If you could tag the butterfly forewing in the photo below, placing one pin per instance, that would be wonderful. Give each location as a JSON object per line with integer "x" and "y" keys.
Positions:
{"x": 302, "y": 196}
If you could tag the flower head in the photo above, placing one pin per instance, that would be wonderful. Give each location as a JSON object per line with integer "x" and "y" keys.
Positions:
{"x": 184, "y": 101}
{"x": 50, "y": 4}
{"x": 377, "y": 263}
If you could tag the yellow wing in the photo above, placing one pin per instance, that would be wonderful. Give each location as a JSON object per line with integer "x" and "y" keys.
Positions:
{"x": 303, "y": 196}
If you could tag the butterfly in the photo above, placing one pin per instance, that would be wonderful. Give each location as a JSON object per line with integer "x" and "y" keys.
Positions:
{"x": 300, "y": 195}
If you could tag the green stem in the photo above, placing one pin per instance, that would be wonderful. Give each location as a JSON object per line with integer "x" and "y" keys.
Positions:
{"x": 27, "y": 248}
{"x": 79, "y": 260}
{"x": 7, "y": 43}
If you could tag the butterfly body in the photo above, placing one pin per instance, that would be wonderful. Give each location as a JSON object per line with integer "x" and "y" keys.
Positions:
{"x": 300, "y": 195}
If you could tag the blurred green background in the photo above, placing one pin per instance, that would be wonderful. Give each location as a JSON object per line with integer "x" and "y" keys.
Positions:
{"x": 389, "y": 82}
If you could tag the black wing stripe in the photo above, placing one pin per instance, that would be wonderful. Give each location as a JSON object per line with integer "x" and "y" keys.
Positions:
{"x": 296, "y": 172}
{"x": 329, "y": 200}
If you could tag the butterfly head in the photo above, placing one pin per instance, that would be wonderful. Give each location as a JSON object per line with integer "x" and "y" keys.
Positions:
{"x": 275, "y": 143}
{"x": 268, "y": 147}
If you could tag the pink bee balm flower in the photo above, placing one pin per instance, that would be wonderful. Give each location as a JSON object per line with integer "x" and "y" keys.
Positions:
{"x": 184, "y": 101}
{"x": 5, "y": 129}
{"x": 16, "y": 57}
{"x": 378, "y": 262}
★ ★ ★
• What to do: Once you have gone through the listing, state the number of lines holding the word "head" and nothing else.

• Exercise output: 2